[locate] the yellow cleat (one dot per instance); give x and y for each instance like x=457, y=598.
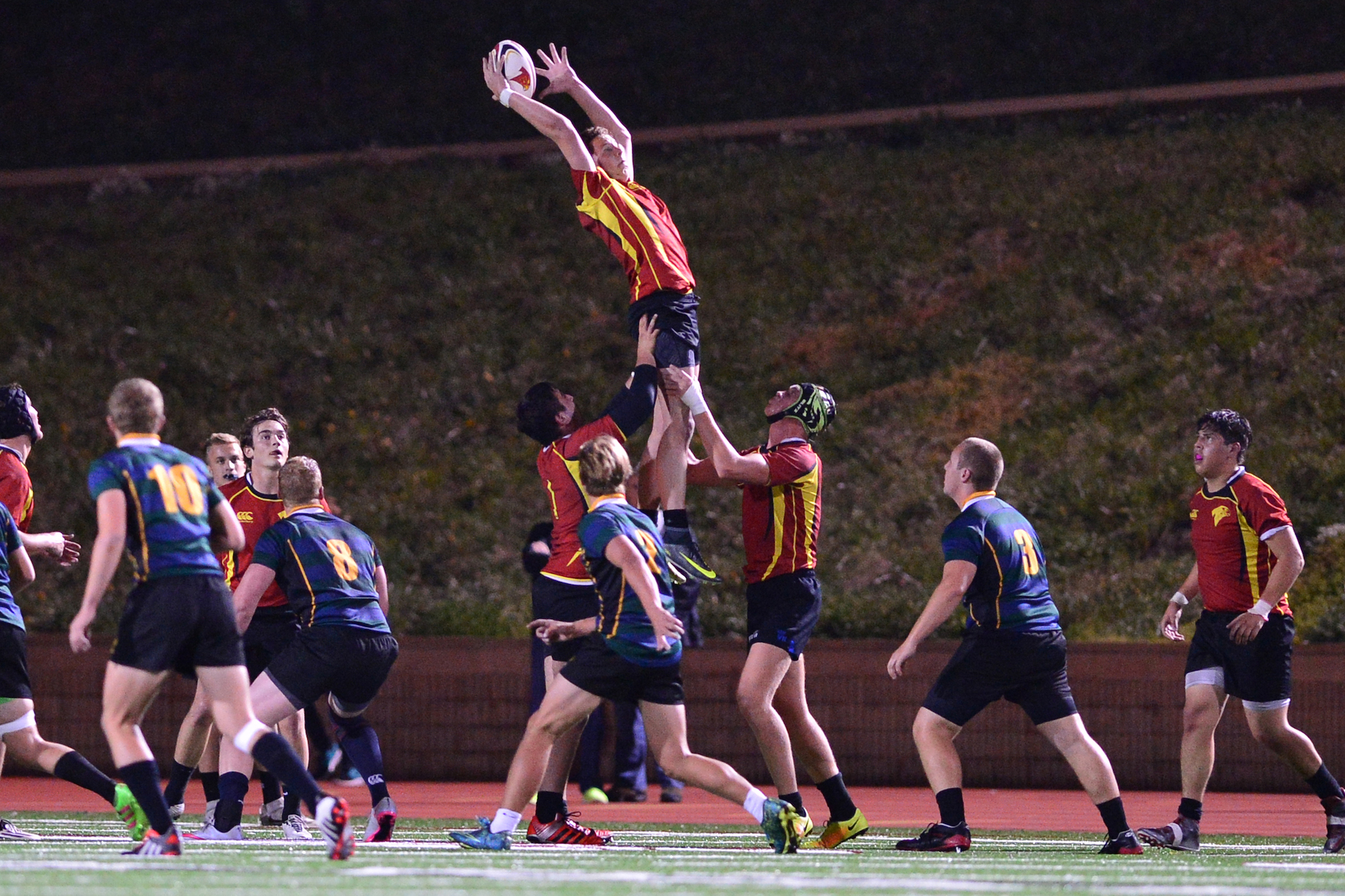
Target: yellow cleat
____
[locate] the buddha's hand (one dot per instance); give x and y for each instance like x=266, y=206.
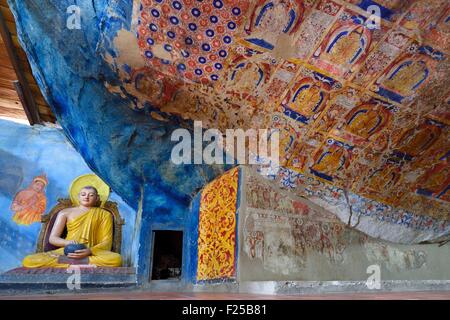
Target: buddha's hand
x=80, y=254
____
#### [Activity]
Report every line in the listing that holds the word "give".

#### [Result for this task]
[locate] the yellow cleat (one dot per instance); give x and y for each instance like x=457, y=598.
[locate] the buddha's hand (one dot per instance); give x and y for each instance like x=266, y=206.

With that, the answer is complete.